» WORK REQUEST
Give back exactly the lines of the data below, starting with the line that has "Where can you see the grassy plain?" and going on through the line that has "Where can you see the giraffe?".
──────── MATERIAL FOR THE TASK ────────
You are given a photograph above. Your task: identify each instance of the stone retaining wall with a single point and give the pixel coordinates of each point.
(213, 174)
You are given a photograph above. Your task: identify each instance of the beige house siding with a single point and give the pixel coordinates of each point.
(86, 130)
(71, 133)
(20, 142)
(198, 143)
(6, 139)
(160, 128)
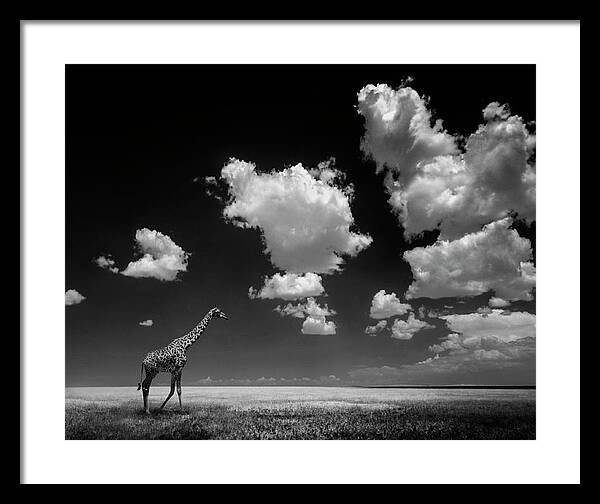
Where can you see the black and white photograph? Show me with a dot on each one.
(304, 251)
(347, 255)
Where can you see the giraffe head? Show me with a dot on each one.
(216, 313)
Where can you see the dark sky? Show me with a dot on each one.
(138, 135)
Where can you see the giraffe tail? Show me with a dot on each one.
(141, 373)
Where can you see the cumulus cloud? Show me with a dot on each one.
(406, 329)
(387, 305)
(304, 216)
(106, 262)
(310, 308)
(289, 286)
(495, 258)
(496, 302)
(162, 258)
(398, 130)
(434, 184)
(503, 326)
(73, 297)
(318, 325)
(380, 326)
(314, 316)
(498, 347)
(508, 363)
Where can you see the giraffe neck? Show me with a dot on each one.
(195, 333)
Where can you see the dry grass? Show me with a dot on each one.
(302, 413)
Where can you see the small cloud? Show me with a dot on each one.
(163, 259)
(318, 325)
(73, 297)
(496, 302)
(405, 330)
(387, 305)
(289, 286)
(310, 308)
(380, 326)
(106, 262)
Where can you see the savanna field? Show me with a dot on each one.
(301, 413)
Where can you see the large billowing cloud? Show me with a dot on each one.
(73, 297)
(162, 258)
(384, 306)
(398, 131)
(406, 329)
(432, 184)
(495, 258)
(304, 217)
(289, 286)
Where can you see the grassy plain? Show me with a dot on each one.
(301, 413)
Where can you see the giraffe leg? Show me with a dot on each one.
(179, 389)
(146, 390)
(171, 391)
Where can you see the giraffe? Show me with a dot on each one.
────────
──────── MATERIAL FOR THE TASK ────────
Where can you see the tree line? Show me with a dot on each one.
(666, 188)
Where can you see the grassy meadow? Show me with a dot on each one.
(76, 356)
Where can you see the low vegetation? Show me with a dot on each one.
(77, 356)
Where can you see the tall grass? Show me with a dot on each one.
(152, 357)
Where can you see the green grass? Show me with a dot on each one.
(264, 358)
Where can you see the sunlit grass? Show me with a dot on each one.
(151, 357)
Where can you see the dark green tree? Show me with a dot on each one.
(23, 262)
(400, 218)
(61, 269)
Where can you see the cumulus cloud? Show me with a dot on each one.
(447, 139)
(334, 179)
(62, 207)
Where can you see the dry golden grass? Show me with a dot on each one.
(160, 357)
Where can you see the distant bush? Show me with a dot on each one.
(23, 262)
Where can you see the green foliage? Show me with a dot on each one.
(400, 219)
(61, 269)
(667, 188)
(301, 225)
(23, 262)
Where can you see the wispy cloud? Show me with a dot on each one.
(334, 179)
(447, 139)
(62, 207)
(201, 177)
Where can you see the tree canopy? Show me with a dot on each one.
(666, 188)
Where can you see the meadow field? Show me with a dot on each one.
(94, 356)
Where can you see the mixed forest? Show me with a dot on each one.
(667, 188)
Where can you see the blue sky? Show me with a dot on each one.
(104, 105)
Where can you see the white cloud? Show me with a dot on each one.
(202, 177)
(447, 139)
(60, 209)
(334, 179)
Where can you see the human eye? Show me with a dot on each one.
────────
──────── MATERIAL FOR THE TASK ────────
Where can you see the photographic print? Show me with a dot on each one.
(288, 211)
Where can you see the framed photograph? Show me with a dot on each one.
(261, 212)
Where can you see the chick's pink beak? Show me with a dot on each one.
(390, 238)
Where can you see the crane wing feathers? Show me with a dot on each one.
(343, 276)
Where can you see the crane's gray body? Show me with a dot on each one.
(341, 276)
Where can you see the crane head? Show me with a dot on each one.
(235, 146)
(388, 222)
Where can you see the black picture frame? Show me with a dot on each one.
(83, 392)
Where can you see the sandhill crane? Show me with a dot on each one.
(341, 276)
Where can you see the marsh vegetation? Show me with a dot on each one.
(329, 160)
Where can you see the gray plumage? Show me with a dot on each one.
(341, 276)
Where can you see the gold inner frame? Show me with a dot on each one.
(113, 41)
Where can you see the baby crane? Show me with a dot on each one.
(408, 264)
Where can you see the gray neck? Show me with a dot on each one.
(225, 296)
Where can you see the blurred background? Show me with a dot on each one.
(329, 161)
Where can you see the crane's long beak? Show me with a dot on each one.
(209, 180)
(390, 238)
────────
» ANSWER SPACE
Where can you see the grassy plain? Show me with a dot on each one.
(301, 413)
Where can you see the giraffe leg? Show me with a dot on each one.
(179, 389)
(146, 390)
(171, 391)
Where can you see the giraffe? Show me with a dot on each one.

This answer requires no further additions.